> _THE REQUEST_
How many lines in the records below contain the string "QUERY", counting only matches in that exact case? Reply with the number alone.

> _DATASET CONTENT_
## start
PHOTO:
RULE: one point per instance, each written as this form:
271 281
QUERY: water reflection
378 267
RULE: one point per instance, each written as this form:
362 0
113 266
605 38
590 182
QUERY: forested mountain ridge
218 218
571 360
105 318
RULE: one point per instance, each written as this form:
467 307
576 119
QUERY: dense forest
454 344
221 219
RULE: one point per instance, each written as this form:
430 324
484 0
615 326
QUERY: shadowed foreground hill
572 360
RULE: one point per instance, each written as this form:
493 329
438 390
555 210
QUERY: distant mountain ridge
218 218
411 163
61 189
## end
## start
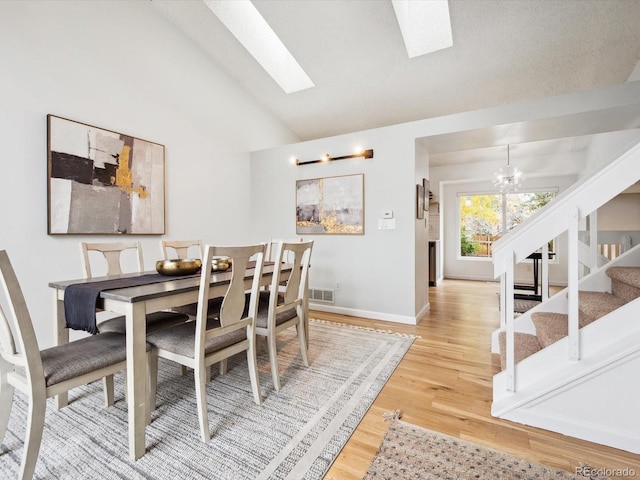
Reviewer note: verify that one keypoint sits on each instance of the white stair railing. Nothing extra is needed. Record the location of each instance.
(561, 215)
## end
> _FULL OUTPUT_
5